■ **Work request A**:
Decide whether each statement agrees with the article on investment trusts below. Answer yes or no for each, and quote the words from the article that settle it.
(i) Investment trust shares trade at a price set by the official valuation of the underlying portfolio.
(ii) Many of the ships owned by Tufton Oceanic Assets were originally ordered before the global financial crisis.
(iii) Some investment trust discounts to NAV have widened to an extent not seen since the financial crisis of 2008.
■ **Work request B**:
List every word in the article on investment trusts below that is written entirely in capital letters, giving each only once.
■ **Work request C**:
Continue the article on investment trusts below, starting after its final sentence.

■ **Text provided**:
Three investment trusts you can trust

Professional investors Nick Greenwood and Charlotte Cuthbertson of Miton Global Opportunities pick three of their favourite investment trusts to buy now.

Miton Global Opportunities seeks to find pricing anomalies and special situations within the investment trust market. We hope to buy good assets for as little as seventy pence in the pound. Investment trust shares are openly traded on the stockmarket and change hands at a level decided by the balance of supply and demand, not by the official valuation of the underlying portfolio, the net asset value (NAV). 

Recent market turmoil has caused some investment trust discounts to NAV to widen to an extent not seen since the financial crisis of 2008. The wheat has yet to be sorted from the chaff following the sell-off and this has created some excellent deep-value opportunities. We often say we can buy a pound’s worth of assets for as little as seventy pence; in recent weeks we have had opportunities to buy into trusts on even bigger discounts to NAV. 

Climb on board Tufton Oceanic

A recent purchase has been Tufton Oceanic  Assets (LSE: SHIP), whose share price was hit during the general market malaise. Tufton owns a fleet of ships, many of which were originally ordered before the global financial crisis, when there was a supply glut; the trust picked up these ships at an attractive price. Investors perceive shipping to be viciously cyclical and as a result Tufton’s shares have fallen sharply. We have been able to buy shares at not far above our estimate of scrap value for the ships.

■ **Data section**:
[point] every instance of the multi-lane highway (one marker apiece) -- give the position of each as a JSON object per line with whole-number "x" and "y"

■ **Output A**:
(i) No: "change hands at a level decided by the balance of supply and demand, not by the official valuation of the underlying portfolio, the net asset value (NAV)"
(ii) Yes: "many of which were originally ordered before the global financial crisis"
(iii) Yes: "Recent market turmoil has caused some investment trust discounts to NAV to widen to an extent not seen since the financial crisis of 2008"

■ **Output B**:
NAV, LSE, SHIP

■ **Output C**:
Furthermore, the recent plunge in oil prices has increased the value of its tankers. When short-term oil prices are low, storage facilities are overrun and tankers are needed to store oil. While we wait for Tufton’s attractions to be recognised, we will collect dividends generated by the fleet’s long-term contracts. The historic yield is 8.4% and well covered by cash flow from the charters.

A bright future for Vietnam

Although there are short-term issues caused by the pandemic, Vietnam should ultimately be a beneficiary from the virus. Multinationals, which were already moving their manufacturing out of China as costs there have risen, now have an even greater incentive to diversify their manufacturing hubs and supply chains. Vietnam has a young population and is accordingly less affected by the virus than Western countries. VinaCapital Vietnam Opportunity Fund (LSE: VOF) is our favoured play on Vietnamese equities.

A hedge against inflation 

Authorities seem tempted to adopt Modern Monetary Theory in order to combat Covid-19: put simply, printing money to pay the bills. This raises the possibility that inflation will develop given the vast stimulus offered by central banks and governments. In this environment precious metals are attractive. 

Baker Steel Resources Trust (LSE: BSRT), a mining specialist, has 40% of its NAV exposed to gold and silver. The trust focuses on finding interesting deposits and obtaining the necessary permits needed to convert these into working mines. Once this process is complete, Baker Steel usually sells to a multinational, which will build the mine. Often this includes a royalty where the trust receives a percentage of the mine’s output during its lifetime. The market is poor at valuing these and we think the trust is trading at a wider discount than the official figure suggests.